What you have to do: Copy each entry as written.

Records provided:

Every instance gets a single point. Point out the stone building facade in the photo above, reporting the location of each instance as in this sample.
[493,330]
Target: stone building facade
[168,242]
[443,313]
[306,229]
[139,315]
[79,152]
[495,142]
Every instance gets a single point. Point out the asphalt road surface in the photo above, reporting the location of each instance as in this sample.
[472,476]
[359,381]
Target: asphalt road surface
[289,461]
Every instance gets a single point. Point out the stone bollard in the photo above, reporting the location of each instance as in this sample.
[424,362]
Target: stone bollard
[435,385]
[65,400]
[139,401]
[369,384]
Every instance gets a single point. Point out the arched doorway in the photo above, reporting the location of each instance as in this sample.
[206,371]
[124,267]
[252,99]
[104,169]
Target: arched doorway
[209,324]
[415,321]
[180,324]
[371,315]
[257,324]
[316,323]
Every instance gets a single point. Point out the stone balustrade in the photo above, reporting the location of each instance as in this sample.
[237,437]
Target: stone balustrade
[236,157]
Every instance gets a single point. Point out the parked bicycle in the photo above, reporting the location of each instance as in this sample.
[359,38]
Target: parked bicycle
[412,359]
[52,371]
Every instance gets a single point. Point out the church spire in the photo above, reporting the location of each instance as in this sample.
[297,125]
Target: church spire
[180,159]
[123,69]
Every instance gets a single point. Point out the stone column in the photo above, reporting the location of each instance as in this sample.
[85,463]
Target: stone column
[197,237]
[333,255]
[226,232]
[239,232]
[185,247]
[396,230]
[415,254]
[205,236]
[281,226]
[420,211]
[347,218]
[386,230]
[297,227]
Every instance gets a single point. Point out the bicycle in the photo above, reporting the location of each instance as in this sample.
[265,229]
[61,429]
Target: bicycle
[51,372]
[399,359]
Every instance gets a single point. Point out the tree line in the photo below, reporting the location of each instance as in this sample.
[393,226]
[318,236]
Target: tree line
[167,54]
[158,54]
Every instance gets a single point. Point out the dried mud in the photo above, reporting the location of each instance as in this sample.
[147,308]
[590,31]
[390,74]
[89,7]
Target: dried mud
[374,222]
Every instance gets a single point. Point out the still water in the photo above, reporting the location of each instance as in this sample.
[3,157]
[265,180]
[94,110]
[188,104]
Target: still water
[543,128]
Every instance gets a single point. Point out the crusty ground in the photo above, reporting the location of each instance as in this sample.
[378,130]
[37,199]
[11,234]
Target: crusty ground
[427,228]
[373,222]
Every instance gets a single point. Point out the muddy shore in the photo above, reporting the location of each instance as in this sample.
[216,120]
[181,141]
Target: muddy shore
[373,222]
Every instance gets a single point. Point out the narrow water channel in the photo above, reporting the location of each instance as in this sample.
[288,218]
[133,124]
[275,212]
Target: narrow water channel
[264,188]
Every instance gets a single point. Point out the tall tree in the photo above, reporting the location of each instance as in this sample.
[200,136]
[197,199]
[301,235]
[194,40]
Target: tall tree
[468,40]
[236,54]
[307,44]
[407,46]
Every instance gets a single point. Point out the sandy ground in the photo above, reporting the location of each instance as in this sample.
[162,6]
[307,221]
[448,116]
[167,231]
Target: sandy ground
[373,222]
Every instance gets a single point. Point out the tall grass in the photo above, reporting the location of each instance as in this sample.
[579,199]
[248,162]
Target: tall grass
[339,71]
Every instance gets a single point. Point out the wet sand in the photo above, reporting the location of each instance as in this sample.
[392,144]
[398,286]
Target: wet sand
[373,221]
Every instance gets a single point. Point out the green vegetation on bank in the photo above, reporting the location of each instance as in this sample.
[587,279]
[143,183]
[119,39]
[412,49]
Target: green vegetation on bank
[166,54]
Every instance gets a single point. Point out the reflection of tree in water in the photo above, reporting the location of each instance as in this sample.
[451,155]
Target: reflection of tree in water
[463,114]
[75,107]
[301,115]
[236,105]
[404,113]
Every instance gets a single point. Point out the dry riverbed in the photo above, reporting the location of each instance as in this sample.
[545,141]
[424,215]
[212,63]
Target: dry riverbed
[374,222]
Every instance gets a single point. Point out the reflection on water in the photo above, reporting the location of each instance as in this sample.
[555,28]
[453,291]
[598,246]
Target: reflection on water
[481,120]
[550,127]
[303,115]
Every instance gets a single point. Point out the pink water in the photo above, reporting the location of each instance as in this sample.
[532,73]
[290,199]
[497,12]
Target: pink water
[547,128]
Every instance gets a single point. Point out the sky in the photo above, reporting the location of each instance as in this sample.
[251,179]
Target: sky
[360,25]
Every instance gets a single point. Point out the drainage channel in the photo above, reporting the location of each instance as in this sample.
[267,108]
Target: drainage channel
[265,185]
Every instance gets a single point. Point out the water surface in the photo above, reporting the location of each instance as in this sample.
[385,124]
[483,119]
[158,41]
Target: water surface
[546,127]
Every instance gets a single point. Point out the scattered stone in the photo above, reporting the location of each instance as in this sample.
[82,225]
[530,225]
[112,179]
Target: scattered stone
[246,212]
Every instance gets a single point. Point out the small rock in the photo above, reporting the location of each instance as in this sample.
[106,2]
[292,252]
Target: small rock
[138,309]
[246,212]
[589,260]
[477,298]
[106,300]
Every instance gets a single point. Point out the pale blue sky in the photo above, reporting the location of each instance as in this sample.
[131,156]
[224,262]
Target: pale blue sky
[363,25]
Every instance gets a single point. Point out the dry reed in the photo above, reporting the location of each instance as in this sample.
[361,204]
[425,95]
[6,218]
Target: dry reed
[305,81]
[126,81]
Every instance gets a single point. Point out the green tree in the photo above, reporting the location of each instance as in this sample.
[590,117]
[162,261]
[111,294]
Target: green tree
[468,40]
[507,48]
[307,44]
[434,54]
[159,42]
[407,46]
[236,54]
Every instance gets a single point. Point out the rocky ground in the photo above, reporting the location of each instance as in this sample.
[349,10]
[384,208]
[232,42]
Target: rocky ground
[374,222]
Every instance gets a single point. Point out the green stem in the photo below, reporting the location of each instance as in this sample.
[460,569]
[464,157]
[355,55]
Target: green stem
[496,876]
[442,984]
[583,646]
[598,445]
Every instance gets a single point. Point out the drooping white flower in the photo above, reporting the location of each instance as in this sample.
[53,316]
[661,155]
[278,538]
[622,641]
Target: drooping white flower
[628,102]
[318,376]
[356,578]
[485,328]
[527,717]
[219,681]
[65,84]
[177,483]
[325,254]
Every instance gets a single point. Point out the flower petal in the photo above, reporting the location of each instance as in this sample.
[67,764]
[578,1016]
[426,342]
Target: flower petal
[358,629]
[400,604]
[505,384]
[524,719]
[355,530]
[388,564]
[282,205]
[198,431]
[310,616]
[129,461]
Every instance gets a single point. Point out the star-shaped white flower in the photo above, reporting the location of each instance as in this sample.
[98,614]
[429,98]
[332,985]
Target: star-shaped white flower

Task answer:
Every instance gets a single point. Point out the stone building facade in the photo above, reporting the location of each instance as in this sample.
[493,330]
Target: stone building facade
[168,242]
[443,313]
[306,229]
[139,315]
[79,152]
[495,142]
Every instance gets a single point. Point out the asphalt road surface in the photo above, reporting the location of each instance as in this sample.
[472,476]
[359,381]
Target: asphalt road surface
[289,461]
Every instance gets a single point. Point out the stone bollard in the photo above, reporting the location of each instance as in this sample.
[424,362]
Target: stone bollard
[435,385]
[65,400]
[139,401]
[369,384]
Every instance gets a single point. Point out the arched doorway in the photo above, reporting the location of each instance as in this sample.
[206,371]
[124,267]
[252,99]
[104,169]
Target: arched doorway
[209,324]
[415,321]
[180,324]
[371,315]
[257,324]
[316,323]
Every instance gets a single point. Point out the stone balustrade in the photo above, reporting the location of each instance as in this sample.
[237,437]
Target: stone balustrade
[236,157]
Every instance gets a single point. Point out the parked bicycle in the photo above, reporting the location of each instance as in this sample.
[359,38]
Target: parked bicycle
[412,359]
[52,371]
Every instance gets a single point. Point out the church spire in the photo above, reporting the location of each instance as in this sample.
[297,125]
Target: church spire
[180,159]
[123,69]
Every instance gets a single point. Point out the stone column in the photo above, reporting the location of each instance as in this sample.
[85,463]
Target: stone column
[197,237]
[333,255]
[226,232]
[239,232]
[185,247]
[396,230]
[415,254]
[205,236]
[281,226]
[420,211]
[347,218]
[386,230]
[297,227]
Every instance gets a single point. Point out the bicycle in the photo above, reporting the location of each instance as in this sample.
[265,229]
[61,429]
Target: bicycle
[51,372]
[399,359]
Every instance gets a single point. Point out the tree line in the photo below, reporting the location of each instance as in this sample.
[393,226]
[318,236]
Target: tree line
[167,54]
[158,54]
Every instance gets a single point. Point out the dried mud in the photo above, reporting the location of each instance as in this sample.
[147,308]
[590,31]
[390,74]
[89,7]
Target: dried mud
[374,222]
Every instance gets a single point. Point out the still water in the photo above, reporting the location of each instance as in this sample.
[3,157]
[265,180]
[94,110]
[188,104]
Target: still water
[543,128]
Every instance gets a single point. Point out the crusty ground in the photo above, reporting the location of each instance as in this sample.
[378,130]
[37,199]
[11,234]
Target: crusty ground
[427,228]
[373,222]
Every instance gets a single point. Point out the muddy shore in the photo above, reporting the location of each instance as in this sample.
[216,120]
[181,141]
Target: muddy shore
[373,222]
Every instance gets a single point. Point out the narrow water channel in the photo above, reporting the location of each instance as in this sample.
[288,218]
[133,124]
[275,212]
Target: narrow water channel
[264,188]
Every instance gets a single point. Point out the tall tree in the photo above, reporting the location of each instance as in this sample.
[200,136]
[197,199]
[301,235]
[194,40]
Target: tall tree
[468,40]
[236,54]
[307,44]
[407,46]
Every instance gets a single point. Point out the sandy ground in the photo above, reporting the location of each instance as in this sample.
[162,6]
[307,221]
[448,116]
[167,231]
Target: sandy ground
[373,222]
Every instance gets a single point. Point out the tall grass in the photo above, reporting the location of each instance as in this sample.
[579,199]
[248,162]
Target: tall grass
[339,71]
Every instance gets a single point. Point out the wet sand in the photo above, reporting the location of each instance as in this sample.
[392,144]
[398,286]
Target: wet sand
[373,221]
Every instance gets a single point. Point out the green vegetation on bank in the photo above, reporting the location of each instance as in this sample.
[587,279]
[143,183]
[119,39]
[412,49]
Target: green vegetation on bank
[166,54]
Every instance gets a single point. Point out the reflection of tree in water in the photo above, reporting the location of each instance as in this sample.
[451,155]
Target: reflection of tree in water
[463,114]
[75,107]
[301,115]
[236,105]
[404,113]
Every instance gets a single point. Point out the dry riverbed in the photo above, reporting the location of each instance as in this sample.
[545,141]
[424,215]
[212,63]
Target: dry riverbed
[374,222]
Every instance gets a single point. Point out the reflection on water in the photo above, reporting the location of each instance as in this sample.
[555,28]
[453,291]
[598,246]
Target: reflection on water
[481,120]
[550,127]
[303,115]
Every instance gets a single point. Point out the pink water in the photo above, reporting the location of each instance as in this sample.
[532,73]
[290,199]
[497,12]
Target: pink water
[547,128]
Every instance gets a single point. Point out the sky in the photo above, reporting the location of each instance as in this sample.
[251,179]
Target: sky
[360,25]
Every instance gets a single point. Point out the drainage channel in the photo above, reporting the location of each instance as in this sample.
[267,108]
Target: drainage channel
[265,185]
Every instance gets a single point. Point out the water surface in the photo above, reporting the location of each instance as in this sample.
[385,124]
[483,119]
[158,41]
Target: water surface
[546,127]
Every instance gets a single point. Point out the scattered stone in the photo above, reporting the location of each instance as in this sample.
[82,225]
[530,225]
[112,179]
Target: scattered stone
[246,212]
Every instance gets a single point. Point out the small rock in the photo above, reporting the location of each instance as in this sample.
[106,2]
[292,252]
Target: small rock
[138,309]
[246,212]
[589,260]
[477,298]
[106,300]
Every instance gets a single point. Point out the pale blue sky in the photo above, reporting the location of each instance as in this sample.
[131,156]
[224,262]
Target: pale blue sky
[363,25]
Every instance gets a single point. Point out the dry reed in the photo above, reporting the location of each instance as in this sample.
[361,204]
[425,95]
[6,218]
Target: dry reed
[305,81]
[126,81]
Every instance gets a single point. Point out the green tree in the photo above, reporting the location of each instance as in this sample.
[590,117]
[162,261]
[111,294]
Target: green tree
[468,40]
[507,48]
[307,44]
[434,54]
[159,42]
[407,46]
[236,54]
Every instance gets a single point. Point out the rocky ground in the photo above, reporting the location of each instance as in this sample.
[349,10]
[384,208]
[232,42]
Target: rocky ground
[374,222]
Every instance gets a single point. Point out the green stem in the photo below, reporting the location of each instance as in this sample.
[460,569]
[464,157]
[355,55]
Target: green stem
[496,876]
[442,984]
[583,646]
[598,445]
Every instance gets a single point. Point out the drooping white flower in the photo above, reporting the location of each instance as in this sample.
[53,316]
[661,155]
[278,538]
[622,641]
Target: drooping white flower
[628,102]
[318,376]
[356,578]
[485,328]
[527,717]
[219,681]
[65,84]
[177,483]
[325,254]
Every instance gets a single point. Point out the flower petal in the photo above, reporting the location of each instance as in this sample.
[67,764]
[578,1016]
[426,342]
Target: flower petal
[358,629]
[400,604]
[505,384]
[524,719]
[355,530]
[388,564]
[282,205]
[198,431]
[310,616]
[129,461]
Every instance gets a single point. Point out the star-shaped white flower in the photo above, reporting the location of each instance as in this sample.
[98,614]
[429,98]
[332,985]
Target: star-shaped white flower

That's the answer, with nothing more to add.